Data extracted from a collection
Content starts

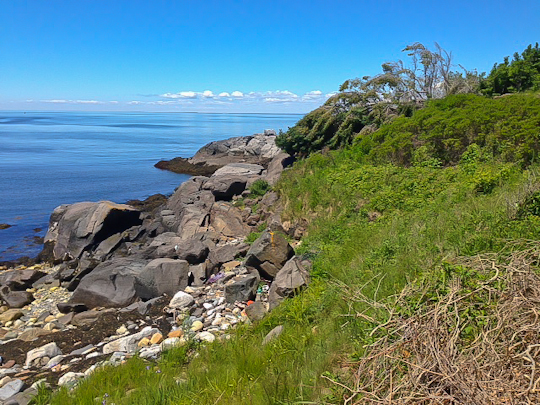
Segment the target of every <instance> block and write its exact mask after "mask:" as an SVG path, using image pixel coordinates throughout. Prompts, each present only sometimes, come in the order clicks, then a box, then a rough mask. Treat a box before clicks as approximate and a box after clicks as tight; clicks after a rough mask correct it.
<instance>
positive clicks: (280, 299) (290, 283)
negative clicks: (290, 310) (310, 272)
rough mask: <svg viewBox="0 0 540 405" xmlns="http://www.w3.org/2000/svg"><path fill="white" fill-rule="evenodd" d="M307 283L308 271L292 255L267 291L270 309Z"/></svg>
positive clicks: (298, 289) (292, 296) (275, 305)
mask: <svg viewBox="0 0 540 405" xmlns="http://www.w3.org/2000/svg"><path fill="white" fill-rule="evenodd" d="M308 284H309V273H308V271H307V270H306V269H305V267H304V266H303V265H302V263H301V260H300V259H299V258H298V257H296V256H295V257H293V258H292V259H291V260H289V261H288V262H287V263H285V266H283V268H282V269H281V270H280V271H279V272H278V274H277V275H276V277H275V278H274V281H273V282H272V285H271V286H270V291H269V293H268V303H269V308H270V310H272V309H274V308H275V307H276V306H278V305H279V304H280V303H281V301H283V299H285V298H291V297H293V296H294V295H296V294H297V293H298V292H299V291H301V290H302V289H303V288H305V287H307V285H308Z"/></svg>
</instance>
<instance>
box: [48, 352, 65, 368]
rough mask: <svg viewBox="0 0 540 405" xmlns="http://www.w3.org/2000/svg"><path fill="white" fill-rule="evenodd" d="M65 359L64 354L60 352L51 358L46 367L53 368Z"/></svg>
mask: <svg viewBox="0 0 540 405" xmlns="http://www.w3.org/2000/svg"><path fill="white" fill-rule="evenodd" d="M63 359H64V356H62V355H61V354H59V355H58V356H54V357H53V358H52V359H50V360H49V361H48V362H47V364H46V365H45V368H53V367H54V366H57V365H58V364H60V363H61V362H62V360H63Z"/></svg>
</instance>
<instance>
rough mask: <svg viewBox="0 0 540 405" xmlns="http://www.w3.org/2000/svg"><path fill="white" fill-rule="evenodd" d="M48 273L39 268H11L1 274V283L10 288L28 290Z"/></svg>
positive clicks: (0, 280)
mask: <svg viewBox="0 0 540 405" xmlns="http://www.w3.org/2000/svg"><path fill="white" fill-rule="evenodd" d="M45 275H46V274H45V273H43V272H41V271H38V270H29V269H26V270H11V271H6V272H4V273H2V274H0V285H2V286H8V287H9V289H10V290H26V289H27V288H30V287H31V286H32V284H33V283H35V282H36V281H37V280H39V279H40V278H42V277H44V276H45Z"/></svg>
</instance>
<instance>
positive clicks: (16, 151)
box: [0, 111, 301, 261]
mask: <svg viewBox="0 0 540 405" xmlns="http://www.w3.org/2000/svg"><path fill="white" fill-rule="evenodd" d="M300 118H301V115H298V114H198V113H117V112H114V113H109V112H103V113H80V112H77V113H75V112H11V111H10V112H0V223H7V224H10V225H12V227H11V228H8V229H4V230H0V261H3V260H13V259H16V258H18V257H21V256H25V255H27V256H31V257H32V256H35V255H36V254H37V253H39V251H40V250H41V246H40V245H37V244H35V243H34V242H33V241H34V240H35V237H42V236H44V235H45V233H46V230H47V224H48V220H49V216H50V214H51V212H52V211H53V209H54V208H55V207H57V206H59V205H61V204H70V203H74V202H78V201H100V200H111V201H114V202H120V203H121V202H125V201H127V200H130V199H144V198H146V197H148V196H150V195H152V194H156V193H162V194H166V195H167V194H171V193H172V192H173V191H174V189H175V188H176V187H178V185H180V184H181V183H182V182H183V181H185V180H186V179H187V178H189V176H186V175H181V174H175V173H170V172H167V171H162V170H159V169H156V168H154V167H153V165H154V164H155V163H156V162H158V161H159V160H162V159H171V158H173V157H176V156H182V157H189V156H192V155H193V154H195V152H196V151H197V150H198V149H199V148H200V147H202V146H203V145H205V144H207V143H208V142H211V141H216V140H221V139H226V138H230V137H233V136H244V135H251V134H254V133H258V132H262V131H263V130H264V129H275V130H276V131H277V130H278V129H283V130H286V129H287V128H288V127H290V126H292V125H294V124H295V123H296V122H297V121H298V120H299V119H300Z"/></svg>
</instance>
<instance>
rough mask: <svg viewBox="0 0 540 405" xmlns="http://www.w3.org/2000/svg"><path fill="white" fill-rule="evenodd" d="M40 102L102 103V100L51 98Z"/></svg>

Content ends

- _PROMPT_
This task calls for an exact copy of the data above, without pictures.

- _RESULT FOR THIS EXERCISE_
Segment the target of every <instance> block and write its exact mask after "mask:" as an SVG path, using image pixel coordinates throughout. Prompts, each present only sometimes, come in the order clicks, then a box, then a rough mask. Treat a box before clicks as approximate and a box after clicks as tight; clicks after a rough mask correct it.
<instance>
positive clicks: (280, 299) (290, 283)
negative clicks: (290, 310) (310, 272)
rough mask: <svg viewBox="0 0 540 405" xmlns="http://www.w3.org/2000/svg"><path fill="white" fill-rule="evenodd" d="M307 283L308 271L292 255L267 291L270 309Z"/></svg>
positive clicks: (298, 289) (292, 296) (275, 305)
mask: <svg viewBox="0 0 540 405" xmlns="http://www.w3.org/2000/svg"><path fill="white" fill-rule="evenodd" d="M308 284H309V273H308V271H307V270H306V269H305V267H304V266H303V265H302V263H301V260H300V259H299V258H298V257H296V256H295V257H293V258H292V259H291V260H289V261H288V262H287V263H285V266H283V268H282V269H281V270H280V271H279V272H278V274H277V275H276V277H275V278H274V281H273V282H272V285H271V286H270V291H269V293H268V303H269V308H270V310H272V309H274V308H275V307H276V306H278V305H279V304H280V303H281V301H283V299H285V298H291V297H293V296H294V295H296V294H297V293H298V292H299V291H301V290H302V289H303V288H305V287H307V285H308Z"/></svg>
</instance>
<instance>
box: [48, 352, 65, 368]
rough mask: <svg viewBox="0 0 540 405" xmlns="http://www.w3.org/2000/svg"><path fill="white" fill-rule="evenodd" d="M65 359L64 354L60 352L51 358L46 367L53 368Z"/></svg>
mask: <svg viewBox="0 0 540 405" xmlns="http://www.w3.org/2000/svg"><path fill="white" fill-rule="evenodd" d="M63 359H64V356H62V355H61V354H59V355H58V356H54V357H53V358H52V359H50V360H49V361H48V362H47V364H46V365H45V368H53V367H54V366H57V365H58V364H60V363H61V362H62V360H63Z"/></svg>
</instance>
<instance>
rough mask: <svg viewBox="0 0 540 405" xmlns="http://www.w3.org/2000/svg"><path fill="white" fill-rule="evenodd" d="M48 273L39 268H11L1 274V283L10 288L28 290Z"/></svg>
positive clicks: (0, 280)
mask: <svg viewBox="0 0 540 405" xmlns="http://www.w3.org/2000/svg"><path fill="white" fill-rule="evenodd" d="M45 275H46V274H45V273H43V272H41V271H38V270H29V269H26V270H11V271H6V272H4V273H2V274H0V285H2V286H8V287H9V289H10V290H26V289H27V288H30V287H31V286H32V284H33V283H35V282H36V281H37V280H39V279H40V278H42V277H44V276H45Z"/></svg>
</instance>
<instance>
positive clicks: (16, 151)
box: [0, 111, 301, 261]
mask: <svg viewBox="0 0 540 405" xmlns="http://www.w3.org/2000/svg"><path fill="white" fill-rule="evenodd" d="M300 118H301V115H298V114H198V113H117V112H114V113H109V112H103V113H80V112H77V113H75V112H11V111H10V112H0V223H7V224H10V225H12V227H11V228H8V229H4V230H0V261H3V260H13V259H16V258H18V257H21V256H25V255H27V256H31V257H32V256H35V255H36V254H37V253H39V251H40V250H41V246H40V245H37V244H35V243H34V242H33V241H34V240H35V237H42V236H44V235H45V233H46V230H47V224H48V220H49V216H50V214H51V212H52V211H53V209H54V208H55V207H57V206H59V205H61V204H70V203H74V202H78V201H100V200H111V201H114V202H120V203H121V202H125V201H127V200H130V199H144V198H146V197H148V196H150V195H152V194H156V193H162V194H166V195H167V194H171V193H172V192H173V191H174V189H175V188H176V187H178V185H180V184H181V183H182V182H183V181H185V180H186V179H187V178H189V176H186V175H181V174H175V173H170V172H167V171H162V170H159V169H156V168H154V167H153V165H154V164H155V163H156V162H158V161H159V160H162V159H171V158H173V157H176V156H182V157H189V156H192V155H193V154H195V152H196V151H197V150H198V149H199V148H200V147H202V146H203V145H205V144H207V143H208V142H211V141H216V140H221V139H226V138H230V137H233V136H244V135H251V134H254V133H258V132H262V131H263V130H264V129H275V130H276V131H277V130H278V129H283V130H286V129H287V128H288V127H290V126H292V125H294V124H295V123H296V122H297V121H298V120H299V119H300Z"/></svg>
</instance>
<instance>
rough mask: <svg viewBox="0 0 540 405" xmlns="http://www.w3.org/2000/svg"><path fill="white" fill-rule="evenodd" d="M40 102L102 103V100L51 98Z"/></svg>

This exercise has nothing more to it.